What to produce. Could you repeat all of the entries below word for word, apart from the pictures?

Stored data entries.
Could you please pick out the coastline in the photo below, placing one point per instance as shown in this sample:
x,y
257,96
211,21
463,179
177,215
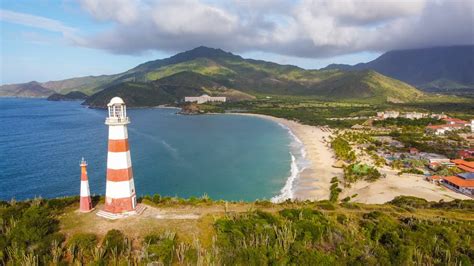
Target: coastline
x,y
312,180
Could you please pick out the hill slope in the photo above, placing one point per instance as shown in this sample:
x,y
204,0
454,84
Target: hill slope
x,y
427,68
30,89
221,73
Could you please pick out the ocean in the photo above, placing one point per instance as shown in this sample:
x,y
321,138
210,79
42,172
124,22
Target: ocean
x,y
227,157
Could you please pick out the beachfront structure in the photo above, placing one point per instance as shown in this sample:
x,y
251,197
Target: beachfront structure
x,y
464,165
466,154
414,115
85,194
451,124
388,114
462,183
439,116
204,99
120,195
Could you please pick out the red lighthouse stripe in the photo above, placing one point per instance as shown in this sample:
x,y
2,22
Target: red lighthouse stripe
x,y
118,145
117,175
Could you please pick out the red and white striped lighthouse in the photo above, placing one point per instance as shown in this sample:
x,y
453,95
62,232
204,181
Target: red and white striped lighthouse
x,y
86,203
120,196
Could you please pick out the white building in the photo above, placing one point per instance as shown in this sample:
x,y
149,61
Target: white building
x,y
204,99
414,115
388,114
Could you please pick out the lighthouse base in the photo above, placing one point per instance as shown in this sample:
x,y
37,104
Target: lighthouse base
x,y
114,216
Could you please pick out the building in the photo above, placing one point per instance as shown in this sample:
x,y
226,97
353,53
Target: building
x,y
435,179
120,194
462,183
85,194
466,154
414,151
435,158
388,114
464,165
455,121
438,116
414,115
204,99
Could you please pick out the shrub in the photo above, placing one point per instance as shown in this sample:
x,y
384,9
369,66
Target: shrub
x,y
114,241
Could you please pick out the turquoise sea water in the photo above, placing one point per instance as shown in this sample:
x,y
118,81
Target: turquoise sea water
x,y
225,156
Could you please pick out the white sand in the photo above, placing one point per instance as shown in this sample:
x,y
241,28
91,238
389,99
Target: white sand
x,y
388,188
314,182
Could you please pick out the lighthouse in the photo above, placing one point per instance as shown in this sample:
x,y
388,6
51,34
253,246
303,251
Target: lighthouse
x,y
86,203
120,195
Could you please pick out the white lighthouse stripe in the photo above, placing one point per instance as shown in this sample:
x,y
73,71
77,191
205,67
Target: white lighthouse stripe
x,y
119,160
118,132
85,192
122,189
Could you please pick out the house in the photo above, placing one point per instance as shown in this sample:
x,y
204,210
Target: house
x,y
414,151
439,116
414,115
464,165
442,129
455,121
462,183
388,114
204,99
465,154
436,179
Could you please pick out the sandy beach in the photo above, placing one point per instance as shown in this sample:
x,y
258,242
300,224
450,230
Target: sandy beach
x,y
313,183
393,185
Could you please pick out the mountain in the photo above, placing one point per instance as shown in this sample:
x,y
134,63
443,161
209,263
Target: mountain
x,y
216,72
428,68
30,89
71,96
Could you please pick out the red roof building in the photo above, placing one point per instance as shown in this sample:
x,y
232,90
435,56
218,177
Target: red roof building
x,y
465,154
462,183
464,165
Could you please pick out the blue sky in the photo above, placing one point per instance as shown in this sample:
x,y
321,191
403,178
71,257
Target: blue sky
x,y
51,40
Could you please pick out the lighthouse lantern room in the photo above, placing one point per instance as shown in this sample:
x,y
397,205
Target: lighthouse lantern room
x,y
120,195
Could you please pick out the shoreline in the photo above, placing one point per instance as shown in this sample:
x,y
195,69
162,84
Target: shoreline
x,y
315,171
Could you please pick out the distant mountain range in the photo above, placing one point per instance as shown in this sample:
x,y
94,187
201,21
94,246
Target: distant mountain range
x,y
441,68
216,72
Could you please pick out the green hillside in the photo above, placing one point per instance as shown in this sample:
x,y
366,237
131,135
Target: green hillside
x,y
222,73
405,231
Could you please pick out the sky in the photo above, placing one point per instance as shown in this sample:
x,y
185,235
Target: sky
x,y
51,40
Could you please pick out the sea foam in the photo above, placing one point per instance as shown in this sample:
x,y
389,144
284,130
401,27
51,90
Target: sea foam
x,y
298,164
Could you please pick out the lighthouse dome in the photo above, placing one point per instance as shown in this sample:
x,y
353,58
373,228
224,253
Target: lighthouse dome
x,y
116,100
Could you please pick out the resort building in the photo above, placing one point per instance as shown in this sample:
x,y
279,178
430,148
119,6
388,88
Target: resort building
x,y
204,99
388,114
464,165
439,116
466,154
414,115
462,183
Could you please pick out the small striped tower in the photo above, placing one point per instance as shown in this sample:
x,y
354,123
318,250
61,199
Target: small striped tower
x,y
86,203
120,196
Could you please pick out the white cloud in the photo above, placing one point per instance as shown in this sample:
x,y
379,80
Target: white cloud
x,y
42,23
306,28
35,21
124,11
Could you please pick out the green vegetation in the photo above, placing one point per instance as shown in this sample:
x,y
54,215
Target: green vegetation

Answer to this task.
Could you please pick out the coastline in the photo below, placing one point per instance as shown in this sample:
x,y
257,96
211,21
463,179
177,215
Target: coastline
x,y
312,180
Could you please pick out the hill slope in the photo above, placing one point per instance as shown in this sample:
x,y
204,0
454,84
Target: hill slope
x,y
427,68
30,89
221,73
Could you please pick out the ocean in the photo above, placing one point per instance as shown in this sample:
x,y
321,138
210,79
42,172
124,22
Target: ocean
x,y
227,157
Could you please pick out the beachfront structure in the photo above, placing one point per instance as shown in this sample:
x,y
251,197
Target: beachfront structure
x,y
464,165
466,154
414,115
85,194
451,124
388,114
462,183
439,116
204,99
120,195
Could you please pick out the red lighthouse stripe in the photo above, placing one point per instance as shown in this sample:
x,y
2,22
Target: red lighthouse stripe
x,y
118,145
117,175
Could you please pick out the red and white striped lighthouse in the photo above, placing one point per instance as shown in this sample:
x,y
453,95
62,232
204,181
Target: red and white striped lighthouse
x,y
86,203
120,196
Could you please pick out the white building in the photo above, placing one point per instance as shown in this sample:
x,y
149,61
Target: white building
x,y
204,99
414,115
388,114
Could you please pick out the lighthouse base in the photo above, placing one point per instance as shown in this sample:
x,y
37,104
Target: lighthouse base
x,y
114,216
Could you please pick out the building in the photo above, placing one point per instance as shown in this sample:
x,y
226,97
353,53
Target: building
x,y
435,179
120,194
462,183
85,194
466,154
414,151
435,158
388,114
464,165
455,121
438,116
414,115
204,99
Could you please pick out the shrub in the photo above, placing one point per instance as shown in this sample:
x,y
384,9
369,66
Target: shrub
x,y
114,241
Could you please pick out the turquoise sea water in the photo above, placing one point per instance as shown in this sample:
x,y
118,81
Target: turquoise sea water
x,y
225,156
Could you please pick out the white sand in the photo above, placing one point per instance as shown in this sample:
x,y
241,28
91,238
389,99
Target: white sand
x,y
388,188
314,182
Could you please pick out the lighthouse in the photo above, placing one point per instance as shown in this sample:
x,y
388,6
51,34
253,246
303,251
Target: lighthouse
x,y
86,203
120,195
Could you please pick out the white lighthouse stripe in the photo above, placing one point per instance as shown in this sample:
x,y
73,71
77,191
205,67
Target: white lighthouse stripe
x,y
119,160
118,132
85,192
122,189
Could you please pick out the house in the photo above, placing one point per instance as shown in this sample:
x,y
204,210
Target: house
x,y
414,151
439,116
414,115
464,165
442,129
455,121
462,183
388,114
204,99
465,154
436,179
Could you please pick out the sandy beach in the photo above, placing one point per instance as shown in this sample:
x,y
258,242
300,224
450,230
Target: sandy beach
x,y
313,183
393,185
Could you please pick out the mountain in the photo above, placing one point per instance as shown in this sample:
x,y
134,63
443,161
209,263
Target: mountain
x,y
216,72
428,68
30,89
71,96
Could you please pick out the red roof building in the photo above, placing one point per instance as shown in this sample:
x,y
232,90
435,56
218,177
Target: red roof building
x,y
465,154
462,183
464,165
Could you please pick out the blue sky in the photo above, placing one point per instance as shown in this sample:
x,y
321,191
403,178
71,257
Target: blue sky
x,y
51,40
Could you please pick out the lighthouse lantern room in the photo above, placing one point per instance as shown in this sample:
x,y
397,205
Target: lighthouse lantern room
x,y
120,195
Could you please pick out the shoreline in the photo above, placing one point per instance as shown in this sample:
x,y
195,69
162,84
Target: shoreline
x,y
315,171
Could you please pick out the distant mountain range in the photo above, placing one point per instance as shown in this sample:
x,y
94,187
201,21
94,246
Target: distant mountain range
x,y
441,68
216,72
Could you please pick out the green hillside in the photo above, placing one point per instance as shown in this sample:
x,y
366,237
131,135
Target: green hillside
x,y
222,73
405,231
Could you please pick out the sky in the photo above, placing one point per instance as shown in this sample:
x,y
185,235
Target: sky
x,y
51,40
Could you please pick out the sea foam in the photo above, placing one point per instance as shown in this sample:
x,y
389,144
284,130
401,27
51,90
Target: sea foam
x,y
298,164
Could you please pick out the lighthouse dome in the photo above, placing one point per instance as shown in this sample:
x,y
353,58
373,228
224,253
Target: lighthouse dome
x,y
116,100
Could you please pick out the resort building in the photo above, placing one point per instance as shown in this sample:
x,y
279,178
430,148
119,6
388,88
Target: resort building
x,y
204,99
388,114
464,165
439,116
466,154
414,115
462,183
Could you please pick out the small striped tower in the photo above, placing one point per instance as shown in this sample:
x,y
354,123
318,250
61,199
Target: small striped tower
x,y
86,203
120,196
Could you please pick out the white cloud in the photo above, placing one point per instance as shown in this sample:
x,y
379,80
Target: white cloud
x,y
42,23
306,28
35,21
124,11
Could you please pick out the green vegetation in the photo above, placing one point per instance as shown in this sample:
x,y
54,215
Target: green vegetation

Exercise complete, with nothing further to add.